● **GIVEN PROBLEM**
What follows are records. Restate all of them word for word.

-- START OF WORKING DATA --

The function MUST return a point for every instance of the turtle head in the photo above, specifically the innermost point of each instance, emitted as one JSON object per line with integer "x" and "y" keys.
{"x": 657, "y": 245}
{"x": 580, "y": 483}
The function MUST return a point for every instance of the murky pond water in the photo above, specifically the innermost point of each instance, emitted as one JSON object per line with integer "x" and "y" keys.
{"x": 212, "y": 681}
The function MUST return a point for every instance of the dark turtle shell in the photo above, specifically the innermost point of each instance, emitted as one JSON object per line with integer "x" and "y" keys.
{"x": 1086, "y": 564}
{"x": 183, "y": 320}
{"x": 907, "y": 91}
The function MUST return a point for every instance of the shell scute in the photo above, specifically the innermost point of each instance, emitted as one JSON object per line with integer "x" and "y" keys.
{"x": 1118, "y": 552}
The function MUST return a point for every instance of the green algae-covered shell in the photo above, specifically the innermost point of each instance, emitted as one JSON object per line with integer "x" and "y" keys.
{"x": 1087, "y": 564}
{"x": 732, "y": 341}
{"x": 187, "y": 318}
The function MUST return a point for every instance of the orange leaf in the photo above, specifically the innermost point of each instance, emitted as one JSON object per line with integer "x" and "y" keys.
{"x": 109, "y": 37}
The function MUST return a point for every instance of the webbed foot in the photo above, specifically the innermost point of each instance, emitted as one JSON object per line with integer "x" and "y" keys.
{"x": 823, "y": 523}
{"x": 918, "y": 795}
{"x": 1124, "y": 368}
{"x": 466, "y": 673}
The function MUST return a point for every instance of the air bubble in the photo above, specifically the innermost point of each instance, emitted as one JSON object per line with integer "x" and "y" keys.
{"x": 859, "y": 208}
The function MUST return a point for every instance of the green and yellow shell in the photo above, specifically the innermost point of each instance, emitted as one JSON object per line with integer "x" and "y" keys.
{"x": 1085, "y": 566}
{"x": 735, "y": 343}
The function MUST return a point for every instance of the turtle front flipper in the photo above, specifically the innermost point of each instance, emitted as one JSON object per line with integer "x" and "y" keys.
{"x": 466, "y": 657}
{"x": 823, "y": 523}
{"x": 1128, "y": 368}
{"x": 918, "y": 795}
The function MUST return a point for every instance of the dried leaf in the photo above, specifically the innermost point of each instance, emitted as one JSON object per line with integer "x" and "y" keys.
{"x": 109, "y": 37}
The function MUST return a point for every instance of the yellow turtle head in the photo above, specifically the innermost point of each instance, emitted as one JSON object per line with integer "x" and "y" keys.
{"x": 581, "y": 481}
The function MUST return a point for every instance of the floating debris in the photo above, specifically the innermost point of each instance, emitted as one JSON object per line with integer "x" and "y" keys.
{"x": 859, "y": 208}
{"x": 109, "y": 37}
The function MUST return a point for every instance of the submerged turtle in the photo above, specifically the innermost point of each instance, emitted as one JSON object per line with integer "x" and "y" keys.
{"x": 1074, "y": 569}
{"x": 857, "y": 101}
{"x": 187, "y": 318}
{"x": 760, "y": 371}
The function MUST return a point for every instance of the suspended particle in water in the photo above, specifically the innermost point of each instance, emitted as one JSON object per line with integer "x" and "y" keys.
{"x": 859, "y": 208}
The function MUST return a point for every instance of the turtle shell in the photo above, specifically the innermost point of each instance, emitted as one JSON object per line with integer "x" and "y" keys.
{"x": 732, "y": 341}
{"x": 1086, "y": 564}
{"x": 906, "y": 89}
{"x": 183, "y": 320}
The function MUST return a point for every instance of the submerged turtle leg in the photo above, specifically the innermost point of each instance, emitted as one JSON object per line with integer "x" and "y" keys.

-- END OF WORKING DATA --

● **OUTPUT**
The function MUST return a point for every instance of the turtle head in the photo above, specifically the innermost point of each instance, emitted as one JSON object per line with integer "x" and "y" keys.
{"x": 657, "y": 245}
{"x": 580, "y": 483}
The function MUST return a point for every instance of the murky pond water in the photo above, specifically the innermost point of each instance, emitted as one JSON object per line with integer "x" and "y" keys.
{"x": 212, "y": 681}
The function MUST return a point for every instance of the dark turtle shell in the photo above, specifically the innermost point of each instance, emitted as one JSON object per line with integer "x" and "y" keys.
{"x": 1086, "y": 564}
{"x": 183, "y": 320}
{"x": 907, "y": 91}
The function MUST return a point for every instance of the shell scute in the photo above, specifically the innermost point of each instance, emitted as one JSON object per line with integer "x" and "y" keys.
{"x": 1118, "y": 552}
The function MUST return a point for every instance of the green algae-covered shell in the photo above, specifically the innermost point of each instance, emitted as one JSON object per line with integer "x" and "y" keys.
{"x": 1087, "y": 564}
{"x": 732, "y": 341}
{"x": 187, "y": 318}
The function MUST return a point for every instance of the orange leaf in the photo above, specifically the innermost point of each instance, emitted as one JSON object per line with integer "x" and "y" keys.
{"x": 109, "y": 37}
The function MUST return a point for every instance of the webbed foot in the photo above, specifically the innermost point of each instance, emitted as one JSON object per line with integer "x" and "y" keys.
{"x": 823, "y": 523}
{"x": 918, "y": 795}
{"x": 1124, "y": 368}
{"x": 466, "y": 673}
The function MUST return a point for every instance of the air bubble in the photo above, specifically the innermost point of each instance, emitted as one JSON object per line with integer "x" and "y" keys.
{"x": 859, "y": 208}
The function MUST return a point for every instance of the green and yellow shell in the photo above, specifically the innermost point of each instance, emitted as one JSON object per line with integer "x" and "y" keys.
{"x": 1085, "y": 566}
{"x": 735, "y": 343}
The function MUST return a point for every instance of the turtle front flipper in the photo above, specifically the innermost point of each instance, emitted as one JSON object per line with integer "x" and "y" keys.
{"x": 466, "y": 657}
{"x": 823, "y": 523}
{"x": 1128, "y": 368}
{"x": 918, "y": 795}
The function MUST return a point for every instance of the dried leaf in the photo above, specifically the innermost point of each instance, emitted as one JSON object per line with integer "x" and "y" keys.
{"x": 109, "y": 37}
The function MUST return a point for every instance of the yellow turtle head in the photo above, specifically the innermost point of each instance, emitted as one JSON object per line with integer "x" and "y" keys.
{"x": 581, "y": 481}
The function MUST return a point for every instance of the floating debris in the photo above, specifically the innermost point of each instance, emitted as one JSON object per line with integer "x" and "y" keys.
{"x": 859, "y": 208}
{"x": 109, "y": 37}
The function MUST return a point for every instance of the submerged turtle in the photo above, specifically the innermost point of each instance, emitted as one JSON object per line with integer "x" and "y" keys.
{"x": 1074, "y": 569}
{"x": 857, "y": 101}
{"x": 187, "y": 318}
{"x": 760, "y": 371}
The function MUST return a point for every instance of the suspended particle in water in the photo above, specifically the innermost point of each instance, emitted as one JSON object per line with integer "x" and "y" keys.
{"x": 859, "y": 208}
The function MUST return a point for every instance of the turtle shell in the photo above, specifically the innermost point of each instance, emitted as one JSON object per line with integer "x" and "y" keys.
{"x": 732, "y": 341}
{"x": 1086, "y": 564}
{"x": 906, "y": 89}
{"x": 183, "y": 320}
The function MUST return a point for every instance of the submerged turtle leg in the photo above, specifically the innermost point of each instance, emitted as one JSON object per line with integer "x" and "y" keys.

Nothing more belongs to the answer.